The Rarity of Freedom
If we were to envision man’s long emergence on the dial of an ordinary clock, then such—still exceedingly rare—conditions arose just 5 minutes before twelve.
Larger areas with a slightly increased number of “comfortably off” people—let us say, during the High Middle Ages—existed only one minute before twelve. And a sizable number of countries with majorities enjoying the blessed state of “material dignity” can only be found in the last 80 years or, according to our time table, 14 seconds before twelve. Needless to say, there still are many areas today where living standards are not much higher than they were in the Neolithic period (11:50 to 11:56 on our clock). This means life in caves, in illness, heat and cold, hunger, boredom, despair, in perpetual fear of wild beasts, snakes, all the enemies of early man. During that period, as we learn from excavations, the average age of men who survived childhood was 28, of women 22 years.

● Data records
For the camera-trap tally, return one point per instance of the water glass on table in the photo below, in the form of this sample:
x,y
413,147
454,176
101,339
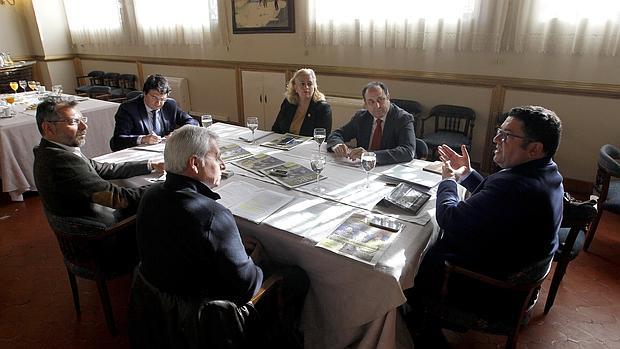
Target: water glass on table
x,y
252,123
319,136
206,120
369,161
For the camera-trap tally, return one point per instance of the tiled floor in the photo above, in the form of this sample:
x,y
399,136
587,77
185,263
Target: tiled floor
x,y
36,310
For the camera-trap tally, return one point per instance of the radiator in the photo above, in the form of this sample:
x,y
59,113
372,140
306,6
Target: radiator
x,y
180,92
343,109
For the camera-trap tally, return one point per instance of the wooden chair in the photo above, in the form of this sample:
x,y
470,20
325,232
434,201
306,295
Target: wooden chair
x,y
96,252
607,186
577,217
412,107
454,126
158,319
421,149
503,316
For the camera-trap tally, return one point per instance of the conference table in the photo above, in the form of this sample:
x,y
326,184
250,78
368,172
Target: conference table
x,y
350,303
19,135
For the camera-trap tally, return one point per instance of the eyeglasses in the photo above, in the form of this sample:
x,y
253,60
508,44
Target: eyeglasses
x,y
73,121
503,135
158,99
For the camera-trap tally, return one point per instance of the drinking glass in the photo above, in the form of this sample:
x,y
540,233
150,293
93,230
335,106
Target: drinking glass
x,y
14,85
317,163
319,136
207,120
369,160
252,124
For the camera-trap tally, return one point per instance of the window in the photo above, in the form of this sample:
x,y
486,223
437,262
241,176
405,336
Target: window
x,y
93,22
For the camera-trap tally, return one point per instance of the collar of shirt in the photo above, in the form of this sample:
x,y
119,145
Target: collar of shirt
x,y
74,150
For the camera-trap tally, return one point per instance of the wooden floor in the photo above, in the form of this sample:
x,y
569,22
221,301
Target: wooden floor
x,y
36,309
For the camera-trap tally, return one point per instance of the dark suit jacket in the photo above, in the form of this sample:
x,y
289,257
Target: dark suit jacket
x,y
319,114
189,244
510,221
71,186
397,142
132,120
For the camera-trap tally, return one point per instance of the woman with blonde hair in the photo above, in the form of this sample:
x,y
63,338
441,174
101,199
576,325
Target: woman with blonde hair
x,y
304,107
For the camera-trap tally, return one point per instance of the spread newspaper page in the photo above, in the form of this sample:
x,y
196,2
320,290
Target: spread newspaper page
x,y
356,238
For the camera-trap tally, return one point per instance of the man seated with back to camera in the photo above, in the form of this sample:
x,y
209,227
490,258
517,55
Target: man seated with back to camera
x,y
148,118
383,128
512,218
189,244
71,185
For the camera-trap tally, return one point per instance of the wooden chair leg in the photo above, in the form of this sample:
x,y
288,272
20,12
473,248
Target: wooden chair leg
x,y
74,292
107,306
558,275
592,230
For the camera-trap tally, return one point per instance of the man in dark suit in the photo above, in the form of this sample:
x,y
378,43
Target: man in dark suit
x,y
71,185
512,217
149,117
382,128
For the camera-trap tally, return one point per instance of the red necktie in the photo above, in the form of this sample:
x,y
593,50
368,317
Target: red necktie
x,y
376,136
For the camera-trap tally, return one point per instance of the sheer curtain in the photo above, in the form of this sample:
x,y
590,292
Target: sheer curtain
x,y
94,22
178,22
575,27
440,24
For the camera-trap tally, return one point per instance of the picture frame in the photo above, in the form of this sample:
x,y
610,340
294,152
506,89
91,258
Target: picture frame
x,y
263,16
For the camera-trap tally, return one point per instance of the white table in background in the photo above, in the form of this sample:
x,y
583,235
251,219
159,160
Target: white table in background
x,y
349,303
19,135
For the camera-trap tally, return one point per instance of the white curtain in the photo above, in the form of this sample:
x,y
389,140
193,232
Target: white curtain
x,y
177,22
575,27
92,22
413,24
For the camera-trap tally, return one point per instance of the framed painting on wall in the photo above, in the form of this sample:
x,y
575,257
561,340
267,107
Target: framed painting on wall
x,y
263,16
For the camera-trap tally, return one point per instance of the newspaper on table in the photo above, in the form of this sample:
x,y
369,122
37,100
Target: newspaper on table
x,y
232,152
357,239
287,141
258,162
405,196
291,174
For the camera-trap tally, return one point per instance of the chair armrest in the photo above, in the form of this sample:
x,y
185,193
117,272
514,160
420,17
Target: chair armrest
x,y
267,286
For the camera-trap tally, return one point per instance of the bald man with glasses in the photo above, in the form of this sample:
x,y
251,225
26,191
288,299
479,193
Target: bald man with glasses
x,y
512,218
148,118
71,185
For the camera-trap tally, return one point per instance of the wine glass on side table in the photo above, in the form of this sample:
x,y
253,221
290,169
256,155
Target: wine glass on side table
x,y
369,161
319,136
252,123
317,163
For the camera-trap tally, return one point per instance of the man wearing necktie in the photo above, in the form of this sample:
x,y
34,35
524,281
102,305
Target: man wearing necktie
x,y
382,127
148,118
71,185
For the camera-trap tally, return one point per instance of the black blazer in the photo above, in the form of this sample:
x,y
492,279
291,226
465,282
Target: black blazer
x,y
397,142
319,114
132,121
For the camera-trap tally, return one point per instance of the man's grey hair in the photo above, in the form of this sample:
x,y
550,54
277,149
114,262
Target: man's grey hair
x,y
184,143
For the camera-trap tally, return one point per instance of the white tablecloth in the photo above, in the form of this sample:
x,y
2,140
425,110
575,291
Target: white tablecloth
x,y
19,135
349,303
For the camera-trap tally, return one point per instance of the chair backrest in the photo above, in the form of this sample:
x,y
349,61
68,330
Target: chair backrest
x,y
608,166
412,107
127,81
96,77
133,94
421,149
111,79
453,118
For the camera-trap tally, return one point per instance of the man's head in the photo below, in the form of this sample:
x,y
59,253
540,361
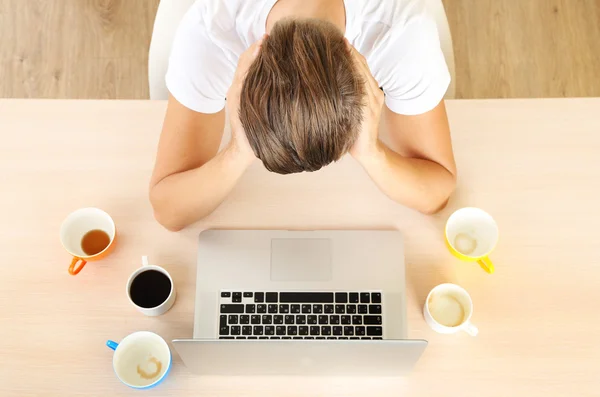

● Required action 1
Does each statement below agree with the passage on the rarity of freedom? Give yes or no for each, with the deciding words quoted exactly from the passage.
(a) Larger areas with a slightly increased number of "comfortably off" people existed one minute before twelve.
(b) The average age of women who survived childhood in the Neolithic period was 28.
(c) A sizable number of countries with majorities enjoying "material dignity" are found only in the last 80 years.
● Required action 2
Reproduce the passage on the rarity of freedom from "The Rarity of" to "minutes before twelve.".

● Response 1
(a) Yes: "Larger areas with a slightly increased number of “comfortably off” people—let us say, during the High Middle Ages—existed only one minute before twelve."
(b) No: "the average age of men who survived childhood was 28, of women 22 years."
(c) Yes: "a sizable number of countries with majorities enjoying the blessed state of “material dignity” can only be found in the last 80 years"

● Response 2
The Rarity of Freedom
If we were to envision man’s long emergence on the dial of an ordinary clock, then such—still exceedingly rare—conditions arose just 5 minutes before twelve.